FRAGMENTO PARA LEER:
########################################
Antes de instalarnos, todos corrimos cual chamacos, brincoteando las olas chafitas que nos pegaban en la espinilla, luego en la rodilla, hasta alcanzar de fría manera la cintura.

Un compañero al sentir el agua en el pecho se lanzó con suerte al agua empapando su cabellera.

Yo menos presuroso caminaba brincoteando las olas que ya alcanzaban mi barbilla. Mi avance era intermitente, pero seguro. Una ola grande me hizó brincar hacía adelante, dejé ir el cuerpo, y pasé muy por encima de la ola, pero al caer, no toqué fondo.

Sentí como su una cuchara raspara mi pierna como si fuera helado. La carne se separo y el hueso era visible.

El mareo comenzó.
########################################
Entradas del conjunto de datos
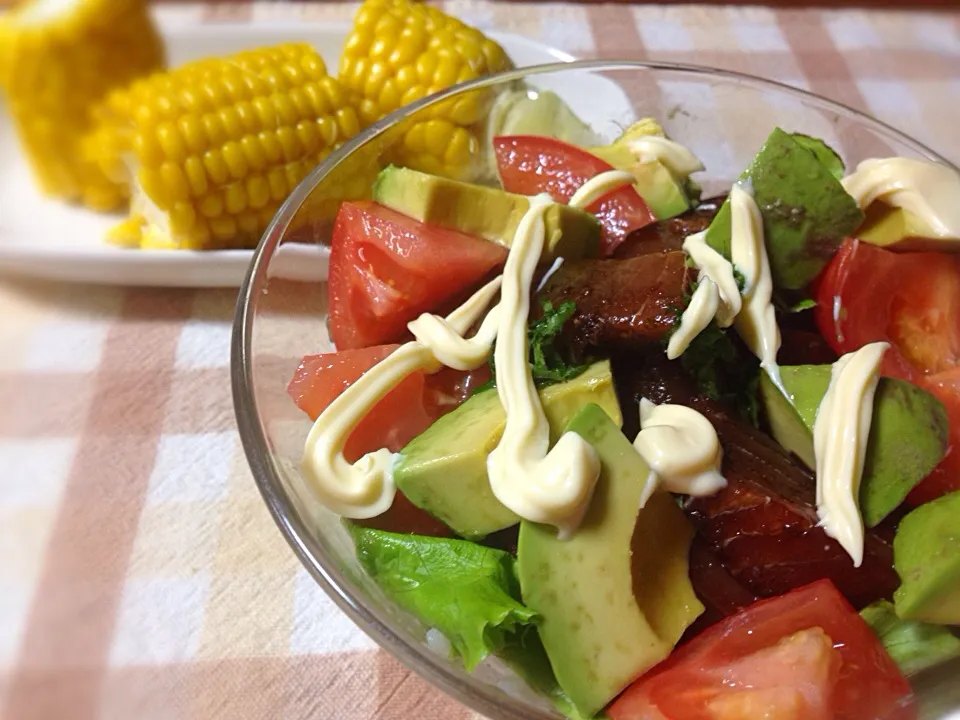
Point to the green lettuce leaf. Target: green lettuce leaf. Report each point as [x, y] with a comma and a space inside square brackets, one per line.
[912, 645]
[525, 655]
[466, 591]
[827, 156]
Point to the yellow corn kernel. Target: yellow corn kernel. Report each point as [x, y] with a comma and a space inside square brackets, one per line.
########################################
EN QUÉ CONSISTE:
Responde estas preguntas sobre el fragmento:
1. ¿Hasta qué parte del cuerpo llegan las olas al final de la primera oración?
2. ¿Qué hizo el compañero al sentir el agua en el pecho?
3. ¿Qué le pasó a quien narra al caer después de pasar por encima de la ola grande?

SOLUCIÓN DEL EJERCICIO:
1. Hasta la cintura.
2. Se lanzó al agua y se empapó la cabellera.
3. No tocó fondo.